:: SUPPLIED DATA
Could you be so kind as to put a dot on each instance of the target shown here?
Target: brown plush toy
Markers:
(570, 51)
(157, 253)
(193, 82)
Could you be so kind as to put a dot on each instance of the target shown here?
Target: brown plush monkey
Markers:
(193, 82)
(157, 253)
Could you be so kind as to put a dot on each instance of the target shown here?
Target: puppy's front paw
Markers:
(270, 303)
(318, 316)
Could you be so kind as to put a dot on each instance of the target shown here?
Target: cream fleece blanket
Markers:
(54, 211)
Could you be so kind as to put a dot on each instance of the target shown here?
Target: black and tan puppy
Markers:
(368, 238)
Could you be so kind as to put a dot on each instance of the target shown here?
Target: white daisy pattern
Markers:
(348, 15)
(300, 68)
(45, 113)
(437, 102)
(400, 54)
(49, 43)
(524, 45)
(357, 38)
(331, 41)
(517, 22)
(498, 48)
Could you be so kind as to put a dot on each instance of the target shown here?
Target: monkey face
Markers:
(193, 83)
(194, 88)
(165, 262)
::::
WORK INSTRUCTION: Write out the full listing exactly as given.

TASK OUTPUT:
Could you be so kind as to put a dot on each instance of the target shown here?
Target: brown plush toy
Markers:
(570, 51)
(157, 253)
(193, 82)
Could you be so kind as to put a dot on each instance of the target shown here?
Target: brown plush monkey
Markers:
(193, 82)
(157, 253)
Could you be so kind as to put a dot on each instance of the target shown here?
Target: puppy's front paw
Markers:
(270, 303)
(318, 316)
Could you be so kind as to put a dot on each instance of the target shown here?
Target: cream fleece blanket
Markers:
(54, 211)
Could you be so kind as to put a dot on each instance of the target shown here?
Target: black and tan puppy
Markers:
(368, 238)
Could you be so kind as to put a dot on each instance of the target shown here?
Target: white daisy pattern
Markers:
(348, 15)
(300, 68)
(45, 113)
(437, 102)
(400, 54)
(49, 43)
(524, 45)
(357, 38)
(331, 41)
(517, 22)
(498, 48)
Could you be so kind as to put a dot on each instance of the target shown here?
Target: monkey face
Markers:
(193, 83)
(194, 88)
(165, 262)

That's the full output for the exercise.